■ Problem description: Reproduce the stretch of the material below from the line containing "is bridge deck." through the line containing "[561,13,598,398]", including both of those lines, without altering a single character.

■ Input for this task:
※

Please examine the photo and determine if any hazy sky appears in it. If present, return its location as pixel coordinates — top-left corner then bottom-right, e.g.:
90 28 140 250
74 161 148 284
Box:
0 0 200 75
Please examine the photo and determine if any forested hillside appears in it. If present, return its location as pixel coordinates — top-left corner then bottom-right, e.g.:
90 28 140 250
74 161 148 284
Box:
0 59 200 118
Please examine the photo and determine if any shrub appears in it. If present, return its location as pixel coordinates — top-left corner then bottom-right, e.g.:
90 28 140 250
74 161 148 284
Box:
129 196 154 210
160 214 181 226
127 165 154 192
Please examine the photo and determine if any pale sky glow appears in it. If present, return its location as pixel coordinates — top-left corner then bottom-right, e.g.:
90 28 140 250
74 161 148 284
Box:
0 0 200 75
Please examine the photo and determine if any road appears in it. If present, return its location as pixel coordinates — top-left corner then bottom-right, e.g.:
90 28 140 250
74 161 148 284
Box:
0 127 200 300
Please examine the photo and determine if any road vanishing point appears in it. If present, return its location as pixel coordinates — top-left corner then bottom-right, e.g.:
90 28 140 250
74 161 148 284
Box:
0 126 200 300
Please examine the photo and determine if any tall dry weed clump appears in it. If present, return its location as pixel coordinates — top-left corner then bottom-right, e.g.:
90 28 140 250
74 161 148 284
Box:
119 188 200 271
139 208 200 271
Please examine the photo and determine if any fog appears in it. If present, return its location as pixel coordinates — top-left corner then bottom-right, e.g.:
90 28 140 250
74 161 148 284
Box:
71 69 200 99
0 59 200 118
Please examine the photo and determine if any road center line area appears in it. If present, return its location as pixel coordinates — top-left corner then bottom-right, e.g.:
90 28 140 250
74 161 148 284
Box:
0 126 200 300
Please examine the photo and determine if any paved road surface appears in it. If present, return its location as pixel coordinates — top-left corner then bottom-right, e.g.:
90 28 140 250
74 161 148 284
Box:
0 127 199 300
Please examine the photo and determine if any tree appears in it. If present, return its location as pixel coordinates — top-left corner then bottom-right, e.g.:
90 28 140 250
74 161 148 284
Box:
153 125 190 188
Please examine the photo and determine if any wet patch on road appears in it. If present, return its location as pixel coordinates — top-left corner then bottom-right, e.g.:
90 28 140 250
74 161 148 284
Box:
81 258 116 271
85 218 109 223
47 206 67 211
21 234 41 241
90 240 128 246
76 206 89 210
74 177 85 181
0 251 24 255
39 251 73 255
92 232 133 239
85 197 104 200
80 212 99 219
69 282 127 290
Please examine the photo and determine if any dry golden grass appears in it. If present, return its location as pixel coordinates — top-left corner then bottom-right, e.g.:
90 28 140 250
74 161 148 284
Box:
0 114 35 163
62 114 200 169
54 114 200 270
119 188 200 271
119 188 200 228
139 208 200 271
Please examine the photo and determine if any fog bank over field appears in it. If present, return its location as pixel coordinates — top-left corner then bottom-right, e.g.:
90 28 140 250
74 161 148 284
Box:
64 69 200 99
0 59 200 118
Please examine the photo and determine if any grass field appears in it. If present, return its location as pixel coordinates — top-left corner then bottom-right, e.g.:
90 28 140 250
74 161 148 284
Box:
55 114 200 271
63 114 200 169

※

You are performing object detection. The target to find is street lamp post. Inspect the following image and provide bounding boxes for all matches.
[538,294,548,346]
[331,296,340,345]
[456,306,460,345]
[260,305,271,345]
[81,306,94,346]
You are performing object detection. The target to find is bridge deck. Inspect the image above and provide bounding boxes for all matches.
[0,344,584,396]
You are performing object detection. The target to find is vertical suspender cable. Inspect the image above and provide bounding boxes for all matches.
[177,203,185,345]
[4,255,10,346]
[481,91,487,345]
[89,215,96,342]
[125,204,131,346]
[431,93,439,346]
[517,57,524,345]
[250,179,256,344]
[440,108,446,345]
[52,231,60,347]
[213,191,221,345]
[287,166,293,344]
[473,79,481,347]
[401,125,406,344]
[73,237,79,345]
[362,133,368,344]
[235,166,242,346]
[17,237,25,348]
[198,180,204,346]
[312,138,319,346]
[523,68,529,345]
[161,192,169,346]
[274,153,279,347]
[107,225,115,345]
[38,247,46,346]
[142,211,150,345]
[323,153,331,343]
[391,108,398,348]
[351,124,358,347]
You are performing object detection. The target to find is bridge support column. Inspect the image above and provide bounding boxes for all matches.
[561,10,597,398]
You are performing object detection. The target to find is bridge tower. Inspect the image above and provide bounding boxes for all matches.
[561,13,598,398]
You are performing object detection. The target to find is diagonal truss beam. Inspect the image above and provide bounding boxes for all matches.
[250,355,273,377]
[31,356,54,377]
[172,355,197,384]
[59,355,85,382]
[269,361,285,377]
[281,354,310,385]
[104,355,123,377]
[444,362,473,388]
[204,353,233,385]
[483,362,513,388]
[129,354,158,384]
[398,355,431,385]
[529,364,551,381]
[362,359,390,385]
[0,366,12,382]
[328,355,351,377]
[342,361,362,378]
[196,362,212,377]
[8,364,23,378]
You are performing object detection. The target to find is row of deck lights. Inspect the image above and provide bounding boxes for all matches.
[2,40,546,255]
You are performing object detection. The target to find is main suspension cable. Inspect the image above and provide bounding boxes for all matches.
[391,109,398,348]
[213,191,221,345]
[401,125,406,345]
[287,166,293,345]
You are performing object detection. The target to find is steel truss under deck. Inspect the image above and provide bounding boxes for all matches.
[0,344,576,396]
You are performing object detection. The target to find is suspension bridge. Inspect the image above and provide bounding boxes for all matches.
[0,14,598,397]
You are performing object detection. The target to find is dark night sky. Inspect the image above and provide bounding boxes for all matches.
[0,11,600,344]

※

■ Final result:
You are performing object detection. The target to find is bridge deck. Inspect the image above and provide bounding boxes for all matches.
[0,344,584,396]
You are performing object detection. The target to find is vertical suspender cable. Inspect the image above and provide bounding boxes for all matches.
[177,203,185,345]
[4,255,10,346]
[481,91,487,345]
[89,215,96,342]
[125,204,131,346]
[431,93,439,346]
[517,57,524,345]
[250,179,256,344]
[440,108,446,345]
[52,231,60,347]
[213,191,221,345]
[287,166,293,344]
[473,79,481,347]
[401,125,406,344]
[73,237,79,345]
[362,133,368,344]
[235,166,242,346]
[17,237,25,348]
[198,180,204,346]
[312,138,319,346]
[523,68,529,345]
[161,192,169,346]
[274,153,279,347]
[107,225,115,345]
[38,247,46,346]
[142,211,150,345]
[323,153,331,343]
[391,108,398,348]
[351,124,358,347]
You are performing object detection. The target to find is bridge support column. Inspect the image above and provide bounding boxes for all matches.
[561,10,597,398]
You are performing object detection. The target to find is bridge tower. Inspect the image above and provide bounding boxes for all matches.
[561,13,598,398]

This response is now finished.